*** Opening DATA SUPPLIED ***

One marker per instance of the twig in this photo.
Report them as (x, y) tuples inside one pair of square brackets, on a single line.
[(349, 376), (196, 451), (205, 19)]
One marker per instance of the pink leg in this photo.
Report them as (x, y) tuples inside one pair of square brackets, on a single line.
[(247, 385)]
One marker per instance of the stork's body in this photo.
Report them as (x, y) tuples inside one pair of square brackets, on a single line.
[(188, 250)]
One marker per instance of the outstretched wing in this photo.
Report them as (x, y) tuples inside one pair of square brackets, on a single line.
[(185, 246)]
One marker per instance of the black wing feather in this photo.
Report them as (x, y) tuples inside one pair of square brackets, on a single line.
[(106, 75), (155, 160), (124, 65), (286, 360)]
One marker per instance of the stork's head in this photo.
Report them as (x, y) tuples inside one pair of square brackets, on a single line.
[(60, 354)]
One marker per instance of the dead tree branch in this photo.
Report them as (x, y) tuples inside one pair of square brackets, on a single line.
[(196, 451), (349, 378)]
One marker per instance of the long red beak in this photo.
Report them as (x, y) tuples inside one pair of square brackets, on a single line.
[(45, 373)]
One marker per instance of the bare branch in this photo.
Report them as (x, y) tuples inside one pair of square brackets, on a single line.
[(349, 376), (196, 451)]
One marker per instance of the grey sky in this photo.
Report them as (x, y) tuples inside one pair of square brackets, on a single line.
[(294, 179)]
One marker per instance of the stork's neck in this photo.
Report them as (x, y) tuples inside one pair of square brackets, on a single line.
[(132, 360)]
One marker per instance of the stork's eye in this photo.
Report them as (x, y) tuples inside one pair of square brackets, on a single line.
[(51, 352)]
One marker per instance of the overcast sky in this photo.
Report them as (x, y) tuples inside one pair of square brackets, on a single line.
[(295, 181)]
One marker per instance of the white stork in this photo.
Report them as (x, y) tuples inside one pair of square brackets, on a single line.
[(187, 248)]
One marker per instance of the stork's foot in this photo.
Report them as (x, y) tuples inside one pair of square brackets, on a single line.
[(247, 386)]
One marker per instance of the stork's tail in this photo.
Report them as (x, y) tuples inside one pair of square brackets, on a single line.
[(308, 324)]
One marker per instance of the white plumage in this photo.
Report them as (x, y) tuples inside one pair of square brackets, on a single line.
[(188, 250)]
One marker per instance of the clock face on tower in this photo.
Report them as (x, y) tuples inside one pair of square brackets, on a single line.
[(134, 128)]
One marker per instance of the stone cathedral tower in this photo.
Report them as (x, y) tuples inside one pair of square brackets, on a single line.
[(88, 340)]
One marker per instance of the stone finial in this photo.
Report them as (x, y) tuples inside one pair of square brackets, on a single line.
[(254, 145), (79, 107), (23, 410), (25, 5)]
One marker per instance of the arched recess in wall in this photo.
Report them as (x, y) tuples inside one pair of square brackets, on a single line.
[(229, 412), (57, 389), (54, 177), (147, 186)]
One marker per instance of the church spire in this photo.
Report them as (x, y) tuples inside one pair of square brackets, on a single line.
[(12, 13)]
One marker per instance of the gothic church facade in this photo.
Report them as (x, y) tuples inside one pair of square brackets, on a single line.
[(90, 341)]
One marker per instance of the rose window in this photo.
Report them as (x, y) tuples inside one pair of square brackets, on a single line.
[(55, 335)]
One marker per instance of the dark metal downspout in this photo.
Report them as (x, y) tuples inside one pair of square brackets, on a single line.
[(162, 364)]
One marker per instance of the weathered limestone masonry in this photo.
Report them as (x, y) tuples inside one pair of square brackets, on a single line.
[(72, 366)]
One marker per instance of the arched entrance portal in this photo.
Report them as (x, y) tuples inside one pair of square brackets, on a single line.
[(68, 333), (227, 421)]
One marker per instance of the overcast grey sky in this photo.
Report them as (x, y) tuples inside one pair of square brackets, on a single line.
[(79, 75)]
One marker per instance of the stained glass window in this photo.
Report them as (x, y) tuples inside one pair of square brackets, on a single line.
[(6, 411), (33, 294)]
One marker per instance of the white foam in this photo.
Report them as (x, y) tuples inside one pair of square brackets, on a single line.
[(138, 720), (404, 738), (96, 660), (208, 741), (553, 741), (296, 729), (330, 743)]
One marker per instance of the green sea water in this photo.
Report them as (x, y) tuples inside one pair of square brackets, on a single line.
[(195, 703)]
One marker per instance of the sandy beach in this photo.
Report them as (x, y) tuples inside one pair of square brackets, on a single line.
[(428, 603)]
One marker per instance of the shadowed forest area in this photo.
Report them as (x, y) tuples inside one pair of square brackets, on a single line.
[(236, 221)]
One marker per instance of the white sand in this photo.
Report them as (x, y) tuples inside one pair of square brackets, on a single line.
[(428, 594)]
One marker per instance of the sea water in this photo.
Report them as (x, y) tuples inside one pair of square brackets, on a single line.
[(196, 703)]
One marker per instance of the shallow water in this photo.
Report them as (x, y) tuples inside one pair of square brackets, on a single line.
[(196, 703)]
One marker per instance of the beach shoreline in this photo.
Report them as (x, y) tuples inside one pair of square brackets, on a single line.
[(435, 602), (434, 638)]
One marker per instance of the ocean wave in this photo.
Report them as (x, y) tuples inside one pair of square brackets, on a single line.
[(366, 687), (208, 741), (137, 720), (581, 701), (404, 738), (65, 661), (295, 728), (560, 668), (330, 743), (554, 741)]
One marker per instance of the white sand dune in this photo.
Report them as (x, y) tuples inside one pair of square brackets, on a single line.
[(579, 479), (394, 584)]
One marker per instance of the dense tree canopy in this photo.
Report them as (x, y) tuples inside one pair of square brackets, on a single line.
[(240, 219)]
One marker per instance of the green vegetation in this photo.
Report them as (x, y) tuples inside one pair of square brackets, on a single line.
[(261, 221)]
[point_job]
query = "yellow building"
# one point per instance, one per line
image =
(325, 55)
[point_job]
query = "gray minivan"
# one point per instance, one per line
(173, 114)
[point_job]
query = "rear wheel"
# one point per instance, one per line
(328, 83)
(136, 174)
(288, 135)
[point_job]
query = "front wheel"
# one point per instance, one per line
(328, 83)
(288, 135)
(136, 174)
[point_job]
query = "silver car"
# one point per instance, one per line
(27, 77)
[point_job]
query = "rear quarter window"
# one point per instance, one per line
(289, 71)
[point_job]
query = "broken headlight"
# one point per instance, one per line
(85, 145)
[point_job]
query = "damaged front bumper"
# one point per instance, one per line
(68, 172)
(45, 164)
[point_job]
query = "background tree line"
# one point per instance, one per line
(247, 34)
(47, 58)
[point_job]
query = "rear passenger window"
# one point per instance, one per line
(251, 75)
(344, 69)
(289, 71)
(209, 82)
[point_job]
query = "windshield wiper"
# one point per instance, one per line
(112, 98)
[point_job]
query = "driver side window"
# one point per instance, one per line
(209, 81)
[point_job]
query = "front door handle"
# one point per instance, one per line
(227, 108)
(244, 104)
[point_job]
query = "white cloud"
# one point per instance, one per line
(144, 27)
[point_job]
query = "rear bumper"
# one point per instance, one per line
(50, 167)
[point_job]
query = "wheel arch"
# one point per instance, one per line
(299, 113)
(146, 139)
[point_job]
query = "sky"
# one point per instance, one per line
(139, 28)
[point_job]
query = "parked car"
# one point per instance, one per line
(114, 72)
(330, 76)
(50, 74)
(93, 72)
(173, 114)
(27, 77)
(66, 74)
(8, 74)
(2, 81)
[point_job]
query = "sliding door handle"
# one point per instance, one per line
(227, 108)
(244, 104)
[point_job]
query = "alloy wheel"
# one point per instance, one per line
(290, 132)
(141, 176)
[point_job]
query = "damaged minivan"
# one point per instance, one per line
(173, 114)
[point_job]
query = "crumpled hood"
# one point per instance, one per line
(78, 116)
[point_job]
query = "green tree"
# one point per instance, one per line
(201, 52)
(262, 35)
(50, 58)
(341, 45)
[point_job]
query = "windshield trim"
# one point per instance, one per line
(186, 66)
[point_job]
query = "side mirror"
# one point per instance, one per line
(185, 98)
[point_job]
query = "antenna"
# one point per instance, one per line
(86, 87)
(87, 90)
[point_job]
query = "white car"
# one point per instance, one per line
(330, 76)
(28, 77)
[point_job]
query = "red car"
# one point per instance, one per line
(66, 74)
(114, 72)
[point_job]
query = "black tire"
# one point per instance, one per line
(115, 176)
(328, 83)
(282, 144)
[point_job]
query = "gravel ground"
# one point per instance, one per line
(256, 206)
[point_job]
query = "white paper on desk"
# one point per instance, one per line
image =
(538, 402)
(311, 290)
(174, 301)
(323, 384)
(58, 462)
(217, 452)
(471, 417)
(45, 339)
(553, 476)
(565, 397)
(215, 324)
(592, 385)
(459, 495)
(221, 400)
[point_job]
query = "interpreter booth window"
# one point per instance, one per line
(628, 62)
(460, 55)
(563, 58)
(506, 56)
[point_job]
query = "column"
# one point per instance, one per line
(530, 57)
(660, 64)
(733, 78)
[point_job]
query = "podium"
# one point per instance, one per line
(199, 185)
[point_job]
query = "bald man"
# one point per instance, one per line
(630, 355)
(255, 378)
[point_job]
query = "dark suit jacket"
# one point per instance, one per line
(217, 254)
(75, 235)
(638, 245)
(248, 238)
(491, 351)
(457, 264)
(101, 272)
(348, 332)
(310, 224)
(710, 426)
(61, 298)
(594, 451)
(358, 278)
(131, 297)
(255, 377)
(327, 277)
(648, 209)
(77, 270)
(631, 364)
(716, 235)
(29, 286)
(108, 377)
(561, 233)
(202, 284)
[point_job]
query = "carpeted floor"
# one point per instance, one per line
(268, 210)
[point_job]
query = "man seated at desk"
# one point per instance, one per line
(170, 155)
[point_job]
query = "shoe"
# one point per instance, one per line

*** Closing DATA SUPPLIED ***

- [EXERCISE DETAILS]
Scan the lines above, and whenever one holds the string "damaged", copy it.

- [FINISHED EXERCISE]
query = "damaged front bumper"
query = "damaged minivan"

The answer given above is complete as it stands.